Supplied information →
Content starts
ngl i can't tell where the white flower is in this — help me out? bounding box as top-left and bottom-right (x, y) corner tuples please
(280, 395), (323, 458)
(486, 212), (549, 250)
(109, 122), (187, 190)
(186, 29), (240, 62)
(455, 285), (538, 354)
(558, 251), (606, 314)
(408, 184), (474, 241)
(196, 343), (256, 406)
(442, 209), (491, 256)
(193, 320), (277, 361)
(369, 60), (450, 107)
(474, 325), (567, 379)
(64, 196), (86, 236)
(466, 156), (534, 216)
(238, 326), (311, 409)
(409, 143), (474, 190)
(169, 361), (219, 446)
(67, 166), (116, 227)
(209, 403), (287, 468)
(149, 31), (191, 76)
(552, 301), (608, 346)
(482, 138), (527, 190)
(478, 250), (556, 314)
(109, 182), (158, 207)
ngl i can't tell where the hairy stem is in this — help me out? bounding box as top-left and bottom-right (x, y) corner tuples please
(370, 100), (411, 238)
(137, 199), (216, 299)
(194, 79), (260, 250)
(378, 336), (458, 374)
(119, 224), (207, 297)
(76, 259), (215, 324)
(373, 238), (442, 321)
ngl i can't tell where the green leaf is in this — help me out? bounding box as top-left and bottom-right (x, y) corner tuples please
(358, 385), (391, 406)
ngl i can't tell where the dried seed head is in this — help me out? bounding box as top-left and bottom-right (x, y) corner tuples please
Content ends
What this task involves →
Repeat the line containing "ngl i can't tell where the hairy" and all subsequent lines through the final line of the data, exactly and with no others.

Worked solution →
ngl i can't tell where the hairy stem is in this — help me out? bounding box as top-left and bottom-right (x, y) corner tuples please
(370, 100), (411, 238)
(137, 199), (216, 299)
(194, 79), (260, 250)
(378, 336), (458, 374)
(119, 224), (207, 297)
(76, 259), (215, 324)
(373, 238), (442, 321)
ngl i can't tell where the green leaf is in this — help me out? bounding box as top-left and bottom-right (x, y) corner tuples please
(358, 385), (391, 406)
ngl i can't tell where the dried seed head is in this — help me out? bounding box as top-left and bottom-right (x, y) corner tuples please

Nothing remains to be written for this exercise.